§ **Document excerpt**
Friday, August 17, 2012

Alternatives to regulation: voluntary regulation vs. Imposed natural finance obligations

While government regulation is not the worst invention by any means, it does have several practical disadvantages, and worth considering alternatives:

  • Bureaucratic.  Rules and permissions can be arbitrary and wrong.
  • Expensive. the bureaucracy, enforcement,  compliance, and punishments have costs
  • Capture.  Legal and illegal bribes to the regulators or the politicians that appoint them can allow regulators to serve the regulated and prevent competition to its benefactors.
  • Broken Framework.  Implementing new needed regulations wrongly presupposes that truth is a strong enough force to stand up against industry/lobbyist interests.
The common alternative proposed by libertarians is that we should resort to suing each other whenever something bad happens.  While this eliminates the bureaucratic and capture problems of regulation, in its simplest form has its own problems:
  • Its not really cheaper: Saving from bureaucratic salaries are offset by double sided legal and investigation costs.
  • Loss of monitoring function: It is easier to get away with harming neighbours if there is no agency actively monitoring damage or compliance.
  • Punishment needs to be based on damage caused rather than negligence/malice of the responsible.  Lives need to be ruined even when harm is accidental.
  • Punishment must be more severe:  If it is easier to get away with harm, people who are responsible for harm must have their lives ruined more severely.
  • Damages caused may exceed the ability to pay of the responsible.

§ **Stated exercise 1**
Could you reproduce the regulation post from "The common alternative" to "damage or compliance.", switching "libertarians" to "economists"?

§ **Record set**
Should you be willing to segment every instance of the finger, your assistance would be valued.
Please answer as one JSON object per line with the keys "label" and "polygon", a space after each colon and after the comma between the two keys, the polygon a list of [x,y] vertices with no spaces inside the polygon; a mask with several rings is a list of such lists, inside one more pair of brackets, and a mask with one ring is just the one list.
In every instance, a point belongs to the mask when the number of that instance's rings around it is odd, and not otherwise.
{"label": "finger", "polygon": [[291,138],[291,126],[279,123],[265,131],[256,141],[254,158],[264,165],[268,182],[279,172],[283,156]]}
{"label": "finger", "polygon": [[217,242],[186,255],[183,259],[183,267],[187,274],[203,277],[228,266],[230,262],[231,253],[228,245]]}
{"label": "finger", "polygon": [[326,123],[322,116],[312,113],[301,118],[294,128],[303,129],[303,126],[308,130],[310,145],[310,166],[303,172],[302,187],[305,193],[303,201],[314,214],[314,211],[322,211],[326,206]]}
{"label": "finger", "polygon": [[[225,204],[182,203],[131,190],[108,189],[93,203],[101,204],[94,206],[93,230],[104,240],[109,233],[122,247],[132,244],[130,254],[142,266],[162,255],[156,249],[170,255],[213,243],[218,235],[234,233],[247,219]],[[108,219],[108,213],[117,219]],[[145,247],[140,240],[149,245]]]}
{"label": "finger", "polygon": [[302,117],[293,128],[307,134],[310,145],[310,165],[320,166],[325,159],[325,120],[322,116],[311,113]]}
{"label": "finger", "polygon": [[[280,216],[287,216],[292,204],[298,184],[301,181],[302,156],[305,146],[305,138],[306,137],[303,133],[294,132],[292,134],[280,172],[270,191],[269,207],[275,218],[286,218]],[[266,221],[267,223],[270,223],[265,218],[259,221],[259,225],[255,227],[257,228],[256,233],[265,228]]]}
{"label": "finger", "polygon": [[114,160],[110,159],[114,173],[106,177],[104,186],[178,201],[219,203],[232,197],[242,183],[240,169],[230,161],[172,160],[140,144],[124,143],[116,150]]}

§ **Stated exercise 2**
Which rows contain the word "every"? Copy each such row in full.

§ **Right answer 1**
The common alternative proposed by economists is that we should resort to suing each other whenever something bad happens.  While this eliminates the bureaucratic and capture problems of regulation, in its simplest form has its own problems:
  • Its not really cheaper: Saving from bureaucratic salaries are offset by double sided legal and investigation costs.
  • Loss of monitoring function: It is easier to get away with harming neighbours if there is no agency actively monitoring damage or compliance.

§ **Right answer 2**
Should you be willing to segment every instance of the finger, your assistance would be valued.
In every instance, a point belongs to the mask when the number of that instance's rings around it is odd, and not otherwise.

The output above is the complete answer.